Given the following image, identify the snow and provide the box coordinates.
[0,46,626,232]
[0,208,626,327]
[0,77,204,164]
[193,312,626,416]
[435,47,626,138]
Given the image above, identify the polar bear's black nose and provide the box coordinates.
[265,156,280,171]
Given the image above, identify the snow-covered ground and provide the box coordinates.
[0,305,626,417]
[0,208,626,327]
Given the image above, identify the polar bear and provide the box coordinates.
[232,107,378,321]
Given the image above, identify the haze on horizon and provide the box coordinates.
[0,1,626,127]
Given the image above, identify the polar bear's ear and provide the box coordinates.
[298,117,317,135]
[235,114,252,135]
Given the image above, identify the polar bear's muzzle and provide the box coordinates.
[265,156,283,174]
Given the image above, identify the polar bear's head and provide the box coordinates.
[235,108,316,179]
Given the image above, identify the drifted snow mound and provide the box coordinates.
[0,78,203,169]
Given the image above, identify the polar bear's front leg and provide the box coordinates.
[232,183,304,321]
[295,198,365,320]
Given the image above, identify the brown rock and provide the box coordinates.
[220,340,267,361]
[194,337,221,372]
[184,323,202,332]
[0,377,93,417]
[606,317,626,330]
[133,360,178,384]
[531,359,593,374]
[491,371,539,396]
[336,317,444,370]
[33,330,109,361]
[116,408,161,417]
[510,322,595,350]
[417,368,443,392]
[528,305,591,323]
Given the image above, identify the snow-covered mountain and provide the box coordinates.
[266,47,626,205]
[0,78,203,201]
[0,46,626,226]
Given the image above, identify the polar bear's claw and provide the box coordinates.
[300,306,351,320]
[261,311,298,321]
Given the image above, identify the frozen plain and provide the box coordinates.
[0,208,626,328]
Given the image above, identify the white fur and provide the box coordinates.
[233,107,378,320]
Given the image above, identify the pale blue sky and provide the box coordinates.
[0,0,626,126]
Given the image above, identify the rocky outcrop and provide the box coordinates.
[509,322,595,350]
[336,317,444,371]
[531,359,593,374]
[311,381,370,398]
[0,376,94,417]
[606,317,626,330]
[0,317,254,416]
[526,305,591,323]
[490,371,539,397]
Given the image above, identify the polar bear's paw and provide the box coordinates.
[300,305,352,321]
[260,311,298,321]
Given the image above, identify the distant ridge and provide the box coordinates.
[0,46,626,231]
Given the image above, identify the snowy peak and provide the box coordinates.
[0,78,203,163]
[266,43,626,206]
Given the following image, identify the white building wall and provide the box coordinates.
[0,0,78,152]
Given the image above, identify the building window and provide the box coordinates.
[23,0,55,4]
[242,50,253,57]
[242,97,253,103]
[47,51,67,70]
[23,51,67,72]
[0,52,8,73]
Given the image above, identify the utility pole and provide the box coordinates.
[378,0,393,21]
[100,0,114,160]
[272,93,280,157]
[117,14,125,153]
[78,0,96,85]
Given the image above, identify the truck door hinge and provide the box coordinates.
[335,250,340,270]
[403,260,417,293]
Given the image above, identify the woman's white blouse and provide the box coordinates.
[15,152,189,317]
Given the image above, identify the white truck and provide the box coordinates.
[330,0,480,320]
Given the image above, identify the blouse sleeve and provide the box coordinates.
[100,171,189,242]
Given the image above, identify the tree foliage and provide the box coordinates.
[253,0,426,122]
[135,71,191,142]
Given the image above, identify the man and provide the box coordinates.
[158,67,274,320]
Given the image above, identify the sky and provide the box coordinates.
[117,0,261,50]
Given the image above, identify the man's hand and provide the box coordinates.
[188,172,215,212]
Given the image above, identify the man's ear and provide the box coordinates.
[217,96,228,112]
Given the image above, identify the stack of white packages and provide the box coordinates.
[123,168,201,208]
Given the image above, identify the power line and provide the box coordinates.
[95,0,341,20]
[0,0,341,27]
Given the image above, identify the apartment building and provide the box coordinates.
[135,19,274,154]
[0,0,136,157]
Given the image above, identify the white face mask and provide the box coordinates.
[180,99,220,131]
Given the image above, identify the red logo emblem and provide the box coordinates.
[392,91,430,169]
----------------------------------------
- [YOUR OBJECTIVE]: Find each line of the records above that contains the string "covered" and copy those lines out in full.

- [RESULT FOR THIS TASK]:
Given the image above, identify the snow-covered ground and provide the box coordinates.
Given the image above, identify the snow-covered mountain and provide the box coordinates.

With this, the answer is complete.